En él resalta en primer lugar
la elección gratuita y libre por parte de Dios. David es un muchacho que
pastorea el rebaño de su padre; es el más pequeño de los hijos de Jesé. Y
sin embargo es el elegido por Yahveh como rey de su pueblo. Dios no elige al más
fuerte, al que se encuentra humanamente más preparado, sino lo más débil,
para manifestar su poder en la debilidad (cfr. 1Cor. 1,26-31; 2Cor. 12,8-10):»la
mirada de Dios no es como la mirada del hombre, pues el hombre mira las
apariencias, pero Yahveh mira el corazón». (1Sam. 16,7).
Ciertamente David cometerá
pecados (2Sam. 11;24). Pero su grandeza consistirá en permanecer delante de
Dios, en no enorgullecerse: «Mi Señor Yahveh, ¿quién soy yo y qué es mi
casa para que me hayas traído hasta aquí?» (2Sam. 7,18). Su
fuerza le viene de Dios, del espíritu de Yahveh que le unge y hace de él otro
hombre (1Sam. 16,13; cfr. 10,6).
Esto se pone de relieve
particularmente en el combate contra Goliat (1Sam. 17), episodio que resulta
emblemático de toda la vida y actividad de David. El pueblo de Israel es
atacado por un enemigo superior a sus fuerzas que le hace temblar (v. 11). Pero
el desprecio y agresión al pueblo de Dios (v. 10) es en realidad desprecio y
agresión a Yahveh mismo (v. 36). Por eso David se lanza a la batalla en notable
inferioridad (vv. 38-44) pero contando con el auxilio de Yahveh (v. 37), como él
mismo proclama: «Tú vienes a mí con espada, lanza y jabalina, pero yo voy
contra ti en nombre de Yahveh Sebaot, Dios de los ejércitos de Israel, a los
que has desafiado. Hoy mismo te entrega Yahveh en mis manos... y sabrá toda la
tierra que Israel tiene un Dios, y toda esta asamblea sabrá que no por la
espada ni por la lanza salva Yahveh, porque este es un combate de Yahveh y os
entrega en nuestras manos» (vv. 45-47).

# Filas del listado:

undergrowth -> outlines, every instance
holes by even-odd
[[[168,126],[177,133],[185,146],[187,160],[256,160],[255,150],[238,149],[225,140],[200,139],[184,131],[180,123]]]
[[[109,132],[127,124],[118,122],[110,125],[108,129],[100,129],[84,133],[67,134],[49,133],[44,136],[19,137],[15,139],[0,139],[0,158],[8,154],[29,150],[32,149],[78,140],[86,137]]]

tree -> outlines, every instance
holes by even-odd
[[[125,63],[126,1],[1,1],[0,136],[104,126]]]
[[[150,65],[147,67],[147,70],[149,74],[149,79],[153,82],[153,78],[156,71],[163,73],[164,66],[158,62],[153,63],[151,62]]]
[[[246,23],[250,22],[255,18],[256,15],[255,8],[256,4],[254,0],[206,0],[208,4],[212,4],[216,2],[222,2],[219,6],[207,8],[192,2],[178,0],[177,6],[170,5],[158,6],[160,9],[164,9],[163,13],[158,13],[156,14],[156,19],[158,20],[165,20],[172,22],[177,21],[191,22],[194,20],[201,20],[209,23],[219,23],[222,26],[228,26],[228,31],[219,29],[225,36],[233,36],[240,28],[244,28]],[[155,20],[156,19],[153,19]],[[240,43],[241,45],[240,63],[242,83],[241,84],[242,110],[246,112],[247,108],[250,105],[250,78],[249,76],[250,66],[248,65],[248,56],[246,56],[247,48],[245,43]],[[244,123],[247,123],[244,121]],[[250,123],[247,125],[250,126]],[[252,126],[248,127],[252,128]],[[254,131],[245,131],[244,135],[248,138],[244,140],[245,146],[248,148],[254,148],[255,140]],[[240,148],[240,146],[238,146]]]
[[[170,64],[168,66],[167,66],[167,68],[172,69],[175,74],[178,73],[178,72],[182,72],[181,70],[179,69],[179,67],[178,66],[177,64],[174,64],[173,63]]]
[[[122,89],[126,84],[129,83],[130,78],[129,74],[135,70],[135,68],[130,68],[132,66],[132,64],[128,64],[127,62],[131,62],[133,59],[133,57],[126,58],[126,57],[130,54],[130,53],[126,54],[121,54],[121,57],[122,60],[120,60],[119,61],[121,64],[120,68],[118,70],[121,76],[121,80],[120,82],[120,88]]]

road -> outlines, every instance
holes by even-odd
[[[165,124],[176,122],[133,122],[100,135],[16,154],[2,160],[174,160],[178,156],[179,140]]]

# Consignas:
A - Transcribe del fragmento sobre David el tramo que va desde "Ciertamente David cometerá" hasta "16,13; cfr. 10,6).".
B - Resume en dos oraciones el fragmento sobre David.
C - Prosigue el fragmento sobre David a partir de su última oración.
Las filas no tienen ningún papel aquí.

# Respuestas:
A -
Ciertamente David cometerá
pecados (2Sam. 11;24). Pero su grandeza consistirá en permanecer delante de
Dios, en no enorgullecerse: «Mi Señor Yahveh, ¿quién soy yo y qué es mi
casa para que me hayas traído hasta aquí?» (2Sam. 7,18). Su
fuerza le viene de Dios, del espíritu de Yahveh que le unge y hace de él otro
hombre (1Sam. 16,13; cfr. 10,6).

B - Dios elige libremente a David, el más pequeño de los hijos de Jesé, que pastorea el rebaño de su padre, porque no escoge al más fuerte sino lo más débil para manifestar su poder, y mira el corazón y no las apariencias. Aunque David comete pecados, su grandeza está en permanecer delante de Dios sin enorgullecerse, y su fuerza le viene de Yahveh, como se ve en el combate contra Goliat, donde se lanza a la batalla en inferioridad contando con el auxilio divino.

C -
Además de su grandeza de ánimo
perdonando la vida de Saúl que pretendía eliminarle a él y respetando al «ungido
de Yahveh» (1Sam. 24,7.11;26,9.16), destaca también su adhesión a la voluntad
de Dios manifestada en los acontecimientos; con ocasión de la revuelta de su
hijo Absalón, exclama: «Si he hallado gracia a los ojos de Yahveh, me hará
volver y me permitirá ver el arca y su morada. Y si Él dice: ‘No me has
agradado’ que me haga lo que mejor le parezca» (2Sam. 15,25-26;
cfr. 16,9-12).
5.- Jesús, hijo de David
A través del profeta Natán
la alianza de Yahveh con todo el pueblo se concreta en alianza con David y su
descendencia (2 Sam. 7). La promesa, que inmediatamente se refiere a un hijo
concreto de David, su sucesor Salomón, tiene una amplitud incomparable: «Tu
casa y tu reino permanecerán para siempre ante mí y tu trono estará firme
eternamente» (cfr. Sal. 89; 1Cron.17).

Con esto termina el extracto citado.